__Required action__. After reading the records, print them all again exactly as they stand.

(Saved entries)
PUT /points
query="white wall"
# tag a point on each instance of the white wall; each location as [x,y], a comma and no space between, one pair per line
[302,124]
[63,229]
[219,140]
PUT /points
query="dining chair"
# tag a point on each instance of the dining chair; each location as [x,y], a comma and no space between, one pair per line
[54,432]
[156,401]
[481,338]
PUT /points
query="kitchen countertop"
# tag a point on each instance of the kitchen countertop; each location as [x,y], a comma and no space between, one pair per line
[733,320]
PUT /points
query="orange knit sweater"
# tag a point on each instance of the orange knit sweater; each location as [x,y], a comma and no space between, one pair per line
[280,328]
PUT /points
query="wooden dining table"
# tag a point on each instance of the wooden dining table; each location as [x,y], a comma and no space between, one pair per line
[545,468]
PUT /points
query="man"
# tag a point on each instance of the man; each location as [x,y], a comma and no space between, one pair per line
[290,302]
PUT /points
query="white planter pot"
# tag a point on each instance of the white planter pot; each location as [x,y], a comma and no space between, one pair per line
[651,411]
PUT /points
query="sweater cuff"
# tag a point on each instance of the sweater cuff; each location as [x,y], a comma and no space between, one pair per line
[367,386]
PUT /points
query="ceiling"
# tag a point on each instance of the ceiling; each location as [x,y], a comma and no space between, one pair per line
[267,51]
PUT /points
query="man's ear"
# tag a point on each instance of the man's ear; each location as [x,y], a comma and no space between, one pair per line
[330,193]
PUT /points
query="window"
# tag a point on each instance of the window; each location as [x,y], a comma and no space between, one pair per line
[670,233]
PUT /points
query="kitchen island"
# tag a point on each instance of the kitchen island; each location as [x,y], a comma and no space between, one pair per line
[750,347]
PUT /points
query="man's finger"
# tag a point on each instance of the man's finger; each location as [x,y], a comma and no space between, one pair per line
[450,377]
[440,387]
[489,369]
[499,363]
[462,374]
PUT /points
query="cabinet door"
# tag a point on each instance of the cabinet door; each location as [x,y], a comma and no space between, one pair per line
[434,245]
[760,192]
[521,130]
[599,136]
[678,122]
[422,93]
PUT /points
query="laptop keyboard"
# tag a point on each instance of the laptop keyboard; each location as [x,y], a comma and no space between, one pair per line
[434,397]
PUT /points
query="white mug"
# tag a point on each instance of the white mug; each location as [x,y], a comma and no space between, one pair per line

__Your solution__.
PUT /points
query="white wall"
# tag a point on each instance of the white wall; each location as [x,y], a comma and no space between, one pair per line
[302,124]
[63,229]
[219,140]
PUT /points
query="dining chair"
# tag a point on each instance of the dining chair; each location as [x,y], a comma and no space between, one pair per line
[54,432]
[156,401]
[481,338]
PUT /points
query="kitchen countertop"
# tag a point on each instance of the kitchen countertop; each location as [x,y], a comma and no space between, one pair per line
[733,320]
PUT /points
query="orange knit sweater"
# tag a point on each instance of the orange knit sweater; each location as [x,y], a comma and no space between, one pair per line
[280,328]
PUT /points
query="wooden dining table"
# tag a point on each instance of the wooden dining table; each location as [x,y], a comma and no space between, one pair per line
[545,468]
PUT /points
query="man"
# tag a point on each instance of the man; each location as [x,y], a comma and no space between, one pair per line
[290,302]
PUT /points
query="white planter pot"
# tag a point on each instance of the white planter pot; each location as [x,y], a comma and no space between, one pair per line
[651,411]
PUT /points
query="sweater cuff"
# tag a point on each instance of the sweater cuff; each location as [x,y], a comma and no space between, one pair per line
[367,386]
PUT /points
query="ceiling"
# tag a point on each instance of the ceiling; each location as [x,y], a comma and no space between, one pair per line
[267,51]
PUT /points
query="man's ear"
# tag a point on each instance of the man's ear; each location as [x,y], a comma and no space between, one pair per line
[330,193]
PUT /points
query="window"
# tag a point on each instance of the window; each location as [x,y], a comma and no space between, one pair per line
[670,233]
PUT /points
query="kitchen island"
# tag a point on each instance of the kitchen island; each location as [x,y], a comma and no space between, one pair per line
[750,347]
PUT /points
query="man's finger"
# tag a point on each instance of the man's finger; each location as [x,y], a comma and no space between, one pair per line
[450,377]
[440,387]
[489,369]
[499,363]
[462,374]
PUT /points
query="cabinet door"
# tag a point on each instance of the cabinet door; each location as [x,y], a comma and no space between, one pair per line
[434,245]
[760,192]
[521,130]
[599,136]
[678,122]
[422,93]
PUT /points
query="laptop keyboard"
# tag a point on each instance of the laptop keyboard; each location as [x,y], a comma and no space between, one pair per line
[434,397]
PUT /points
query="white mug"
# tag a point on each instance of the white mug; each location as [x,y], a comma and no space between, one pair per line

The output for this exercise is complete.